Outline annotation records
------------------------
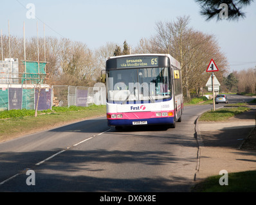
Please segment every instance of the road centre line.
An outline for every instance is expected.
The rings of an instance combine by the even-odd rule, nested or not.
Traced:
[[[98,134],[98,135],[102,135],[102,134],[104,134],[104,133],[106,133],[106,132],[110,131],[111,129],[111,128],[110,128],[110,129],[107,129],[107,130],[106,130],[106,131],[104,131],[104,132],[102,132],[102,133],[101,133]],[[94,136],[95,136],[95,135],[94,135]],[[77,144],[74,144],[74,145],[71,145],[71,146],[70,146],[70,147],[68,147],[66,149],[63,149],[63,150],[59,151],[59,152],[57,152],[57,153],[56,153],[56,154],[53,154],[53,155],[52,155],[52,156],[48,157],[48,158],[46,158],[46,159],[45,159],[45,160],[42,160],[42,161],[40,161],[40,162],[36,163],[35,165],[41,165],[41,164],[42,164],[44,162],[45,162],[45,161],[48,161],[49,160],[50,160],[50,159],[54,158],[55,156],[57,156],[57,155],[59,154],[61,154],[61,153],[64,152],[64,151],[67,151],[68,149],[70,149],[70,148],[71,148],[71,147],[73,147],[77,146],[78,145],[79,145],[79,144],[82,144],[82,143],[83,143],[83,142],[86,142],[86,141],[87,141],[87,140],[89,140],[93,138],[93,137],[94,137],[94,136],[91,136],[91,137],[90,137],[90,138],[87,138],[87,139],[81,141],[81,142],[79,142],[78,143],[77,143]]]
[[[3,184],[5,184],[6,182],[11,180],[12,179],[17,177],[18,175],[19,175],[20,174],[16,174],[15,175],[14,175],[12,177],[10,177],[10,178],[5,179],[5,181],[3,181],[1,183],[0,183],[0,186],[3,185]]]
[[[107,131],[110,131],[110,130],[111,130],[111,128],[110,128],[110,129],[107,129],[107,130],[106,130],[106,131],[104,131],[104,132],[102,132],[102,133],[99,133],[99,134],[98,134],[97,135],[102,135],[102,134],[104,134],[104,133],[106,133],[106,132],[107,132]],[[94,136],[95,136],[95,135],[94,135]],[[51,156],[48,157],[48,158],[46,158],[46,159],[45,159],[45,160],[42,160],[42,161],[40,161],[40,162],[36,163],[35,165],[41,165],[41,164],[42,164],[43,163],[46,162],[46,161],[48,161],[48,160],[50,160],[50,159],[54,158],[55,156],[57,156],[58,154],[60,154],[64,152],[64,151],[67,151],[68,149],[70,149],[70,148],[71,148],[71,147],[73,147],[77,146],[78,145],[79,145],[79,144],[82,144],[82,143],[83,143],[83,142],[86,142],[86,141],[87,141],[87,140],[89,140],[93,138],[93,137],[94,137],[94,136],[91,136],[91,137],[90,137],[90,138],[87,138],[87,139],[86,139],[86,140],[82,140],[82,141],[81,141],[81,142],[78,142],[78,143],[77,143],[76,144],[74,144],[74,145],[71,145],[71,146],[70,146],[70,147],[67,147],[66,149],[62,149],[62,151],[59,151],[59,152],[57,152],[57,153],[56,153],[56,154],[53,154],[53,155],[51,155]],[[21,174],[20,173],[16,174],[15,175],[14,175],[13,176],[10,177],[10,178],[8,178],[8,179],[5,179],[5,181],[3,181],[2,182],[0,183],[0,186],[1,186],[1,185],[3,185],[3,184],[5,184],[6,182],[7,182],[7,181],[10,181],[10,180],[11,180],[11,179],[15,178],[15,177],[17,177],[17,176],[19,176],[19,175],[20,175],[20,174]]]

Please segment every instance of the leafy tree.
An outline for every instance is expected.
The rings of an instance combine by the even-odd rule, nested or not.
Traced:
[[[116,45],[116,49],[114,49],[114,56],[121,56],[122,55],[122,51],[121,51],[121,48],[118,45]]]
[[[116,45],[116,49],[114,51],[114,56],[118,56],[121,55],[127,55],[129,54],[128,44],[126,40],[123,42],[123,49],[121,51],[121,47],[119,45]]]
[[[206,18],[206,20],[217,17],[219,20],[219,13],[222,8],[219,8],[221,3],[226,3],[228,7],[228,18],[230,20],[239,20],[245,18],[245,13],[242,8],[249,6],[253,0],[196,0],[201,6],[200,13]]]
[[[124,41],[123,42],[123,55],[127,55],[129,54],[129,47],[127,45],[127,43],[126,42],[126,40]]]
[[[238,79],[233,73],[230,73],[227,78],[224,78],[223,81],[230,92],[237,91]]]

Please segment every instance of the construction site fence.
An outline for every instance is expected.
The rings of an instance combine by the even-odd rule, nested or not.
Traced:
[[[103,83],[93,87],[54,85],[49,88],[1,88],[0,111],[51,109],[52,106],[88,106],[105,104]],[[103,85],[102,85],[103,84]],[[38,97],[40,92],[39,97]]]

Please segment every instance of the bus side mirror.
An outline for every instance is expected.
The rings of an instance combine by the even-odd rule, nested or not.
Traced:
[[[101,76],[100,76],[100,81],[102,83],[105,83],[105,73],[103,73],[103,71],[105,71],[105,70],[102,70],[101,72]]]

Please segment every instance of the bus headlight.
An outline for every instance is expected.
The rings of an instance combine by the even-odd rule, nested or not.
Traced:
[[[168,113],[162,113],[162,116],[163,116],[163,117],[167,117],[167,116],[168,116]]]

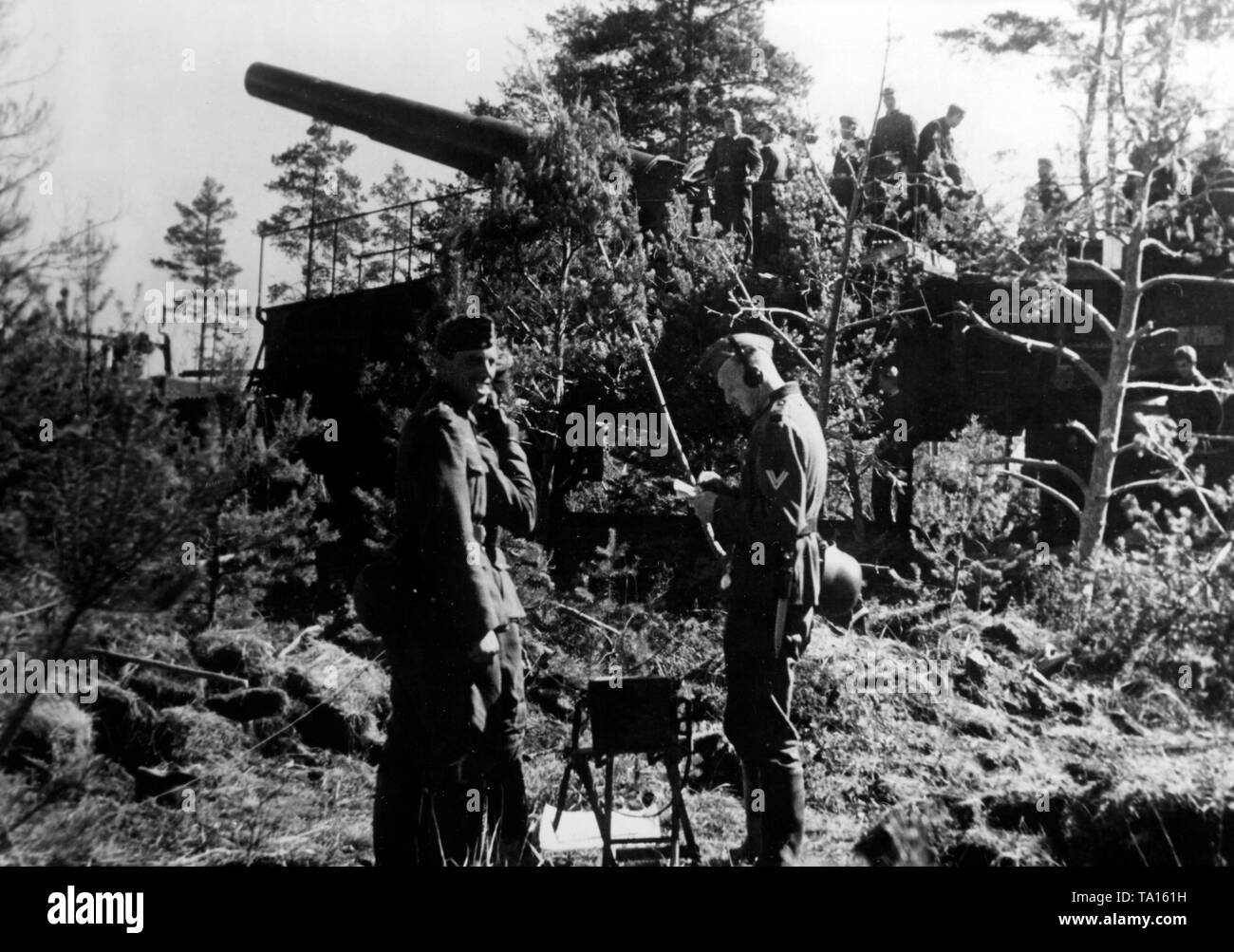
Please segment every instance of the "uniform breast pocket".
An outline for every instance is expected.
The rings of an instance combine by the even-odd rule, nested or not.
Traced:
[[[489,469],[484,465],[480,450],[476,449],[474,453],[469,453],[466,458],[466,483],[468,492],[471,494],[473,515],[484,515],[487,512],[489,491],[485,483],[487,475]]]

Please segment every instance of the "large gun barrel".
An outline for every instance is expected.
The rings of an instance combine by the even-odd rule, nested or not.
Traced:
[[[478,179],[502,159],[521,162],[532,141],[531,133],[513,122],[369,92],[268,63],[248,68],[244,89],[251,96]],[[666,202],[680,178],[681,163],[640,149],[631,149],[629,155],[639,202]]]

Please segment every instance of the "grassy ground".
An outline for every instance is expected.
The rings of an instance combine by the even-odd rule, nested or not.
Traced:
[[[743,816],[738,765],[719,729],[722,613],[670,612],[654,593],[637,603],[584,587],[559,594],[543,578],[522,588],[532,815],[555,800],[574,692],[587,677],[617,667],[681,677],[697,718],[686,804],[702,862],[726,864]],[[1228,719],[1207,716],[1149,670],[1086,668],[1066,633],[1016,608],[992,614],[964,608],[963,592],[930,603],[884,591],[892,598],[876,593],[864,633],[819,623],[798,666],[808,863],[1234,858]],[[116,650],[238,675],[259,693],[237,698],[110,665],[89,718],[41,700],[20,756],[0,771],[0,862],[371,862],[373,763],[387,714],[379,641],[355,625],[300,639],[254,625],[189,640],[149,620],[100,624],[91,635]],[[660,810],[663,767],[622,758],[616,800]],[[582,805],[576,786],[569,805]],[[538,856],[534,836],[531,845]]]

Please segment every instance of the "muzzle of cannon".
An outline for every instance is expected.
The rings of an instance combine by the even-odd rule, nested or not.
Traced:
[[[244,73],[251,96],[368,136],[411,155],[482,179],[502,159],[522,162],[533,133],[491,116],[429,106],[386,92],[369,92],[268,63]],[[668,155],[629,149],[631,173],[644,227],[663,216],[684,165]]]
------------------------
**WHAT NEEDS TO BE DONE**
Transcribe every line above word for word, leaving out the pictures.

**FINAL RESULT**
Please segment every instance of the road centre line.
An outline for every instance is expected.
The rings of an instance combine by the even-odd rule, nested or not.
Traced:
[[[98,134],[98,135],[102,135],[102,134],[104,134],[104,133],[106,133],[106,132],[110,131],[111,129],[111,128],[110,128],[110,129],[107,129],[107,130],[106,130],[106,131],[104,131],[104,132],[102,132],[102,133],[101,133]],[[94,136],[95,136],[95,135],[94,135]],[[77,144],[74,144],[74,145],[71,145],[71,146],[70,146],[70,147],[68,147],[66,149],[63,149],[63,150],[59,151],[59,152],[57,152],[57,153],[56,153],[56,154],[53,154],[53,155],[52,155],[52,156],[48,157],[48,158],[46,158],[46,159],[45,159],[45,160],[42,160],[42,161],[40,161],[40,162],[36,163],[35,165],[41,165],[41,164],[42,164],[44,162],[45,162],[45,161],[48,161],[49,160],[50,160],[50,159],[54,158],[55,156],[57,156],[57,155],[59,154],[61,154],[61,153],[64,152],[64,151],[67,151],[68,149],[70,149],[70,148],[71,148],[71,147],[73,147],[77,146],[78,145],[79,145],[79,144],[82,144],[82,143],[83,143],[83,142],[86,142],[86,141],[87,141],[87,140],[89,140],[93,138],[93,137],[94,137],[94,136],[91,136],[91,137],[90,137],[90,138],[87,138],[87,139],[81,141],[81,142],[79,142],[78,143],[77,143]]]
[[[3,184],[5,184],[6,182],[11,180],[12,179],[17,177],[18,175],[19,175],[20,174],[16,174],[15,175],[14,175],[12,177],[10,177],[10,178],[5,179],[5,181],[3,181],[1,183],[0,183],[0,186],[3,185]]]
[[[107,131],[110,131],[110,130],[111,130],[111,128],[110,128],[110,129],[107,129],[107,130],[106,130],[106,131],[104,131],[104,132],[102,132],[102,133],[99,133],[99,134],[98,134],[97,135],[102,135],[102,134],[104,134],[104,133],[106,133],[106,132],[107,132]],[[94,136],[95,136],[95,135],[94,135]],[[51,156],[48,157],[48,158],[46,158],[46,159],[45,159],[45,160],[42,160],[42,161],[40,161],[40,162],[36,163],[35,165],[41,165],[41,164],[42,164],[43,163],[46,162],[46,161],[48,161],[48,160],[50,160],[50,159],[54,158],[55,156],[57,156],[58,154],[60,154],[64,152],[64,151],[67,151],[68,149],[70,149],[70,148],[71,148],[71,147],[73,147],[77,146],[78,145],[79,145],[79,144],[82,144],[82,143],[83,143],[83,142],[86,142],[86,141],[87,141],[87,140],[89,140],[93,138],[93,137],[94,137],[94,136],[91,136],[91,137],[90,137],[90,138],[87,138],[87,139],[86,139],[86,140],[82,140],[82,141],[81,141],[81,142],[78,142],[78,143],[77,143],[76,144],[74,144],[74,145],[71,145],[71,146],[70,146],[70,147],[67,147],[66,149],[62,149],[62,151],[59,151],[59,152],[57,152],[57,153],[56,153],[56,154],[53,154],[53,155],[51,155]],[[21,174],[20,173],[16,174],[15,175],[14,175],[13,176],[10,177],[10,178],[8,178],[8,179],[5,179],[5,181],[3,181],[2,182],[0,183],[0,186],[1,186],[1,185],[3,185],[3,184],[5,184],[6,182],[7,182],[7,181],[10,181],[10,180],[11,180],[11,179],[15,178],[15,177],[17,177],[17,176],[19,176],[19,175],[20,175],[20,174]]]

Please segment every instance of the leafy tree.
An outline for every instance is expected.
The rings of an instance combine by the even-odd rule, nested or not.
Traced:
[[[116,45],[116,49],[114,49],[114,56],[121,56],[122,55],[122,51],[121,51],[121,48],[118,45]]]
[[[116,45],[116,49],[114,51],[114,56],[118,56],[121,55],[127,55],[129,54],[128,44],[126,40],[123,42],[123,49],[121,51],[121,47],[119,45]]]
[[[206,18],[206,20],[217,17],[219,20],[219,13],[222,8],[219,8],[221,3],[226,3],[228,7],[228,18],[230,20],[239,20],[245,18],[245,13],[242,8],[249,6],[253,0],[196,0],[201,6],[200,13]]]
[[[124,41],[123,42],[123,55],[127,55],[129,54],[129,47],[127,45],[127,43],[126,42],[126,40]]]
[[[238,79],[233,73],[230,73],[227,78],[224,78],[223,81],[230,92],[237,91]]]

Please segment every instance of the construction site fence.
An outline for every instance is expected.
The rings of an instance combine by the even-odd rule, nested or not.
Traced:
[[[103,83],[93,87],[54,85],[49,88],[1,88],[0,111],[51,109],[52,106],[88,106],[105,104]],[[103,85],[102,85],[103,84]],[[38,97],[40,92],[39,97]]]

Please segment every instance of the bus side mirror.
An outline for every instance is expected.
The rings of an instance combine by the even-odd rule, nested or not.
Traced:
[[[101,76],[100,76],[100,81],[102,83],[105,83],[105,73],[103,73],[103,71],[105,71],[105,70],[102,70],[101,72]]]

Please segment every instance of the bus headlight.
An outline for every instance is expected.
The rings of an instance combine by the even-odd rule, nested or not.
Traced:
[[[168,113],[162,113],[162,116],[163,116],[163,117],[167,117],[167,116],[168,116]]]

Please segment every instance of the "uniform breast pocket".
An outline for every instance is expected.
The rings of an instance combine by the even-odd rule, nested or not.
Traced:
[[[489,469],[484,465],[480,450],[476,449],[474,453],[469,453],[466,458],[466,483],[468,492],[471,494],[473,515],[484,515],[487,512],[489,491],[485,483],[487,475]]]

Please segment every instance of the "large gun barrel".
An outline for every instance is expected.
The rings of an instance combine by the even-odd rule, nested or not.
Traced:
[[[478,179],[502,159],[521,162],[532,141],[531,133],[513,122],[369,92],[268,63],[248,68],[244,89],[251,96]],[[666,202],[680,178],[681,163],[640,149],[631,149],[629,155],[639,202]]]

Please segment every instance of the "grassy ground".
An outline for every instance is expected.
The rings of an instance combine by the even-odd rule, nested or not.
Traced:
[[[743,816],[738,765],[719,729],[722,613],[670,612],[654,593],[637,603],[584,587],[559,594],[543,578],[522,588],[532,815],[555,800],[574,692],[587,677],[617,667],[681,677],[697,718],[686,804],[702,862],[726,864]],[[1228,719],[1207,716],[1149,670],[1086,668],[1066,633],[1016,608],[992,614],[964,608],[963,592],[930,603],[884,591],[892,598],[876,593],[864,633],[819,623],[798,666],[808,863],[1234,858]],[[116,650],[238,675],[259,693],[237,698],[110,665],[89,718],[41,700],[20,756],[0,771],[0,862],[371,862],[373,763],[387,714],[379,641],[355,625],[300,639],[254,625],[189,640],[149,620],[100,624],[91,635]],[[660,810],[663,767],[622,758],[616,800]],[[582,805],[576,786],[569,805]],[[538,856],[534,836],[531,845]]]

Please segment every instance of the "muzzle of cannon".
An outline for every instance is expected.
The rings of an instance combine by the even-odd rule, nested or not.
Traced:
[[[244,73],[251,96],[368,136],[411,155],[482,179],[502,159],[522,162],[533,133],[491,116],[429,106],[386,92],[369,92],[268,63]],[[668,155],[629,149],[631,173],[644,227],[663,216],[684,165]]]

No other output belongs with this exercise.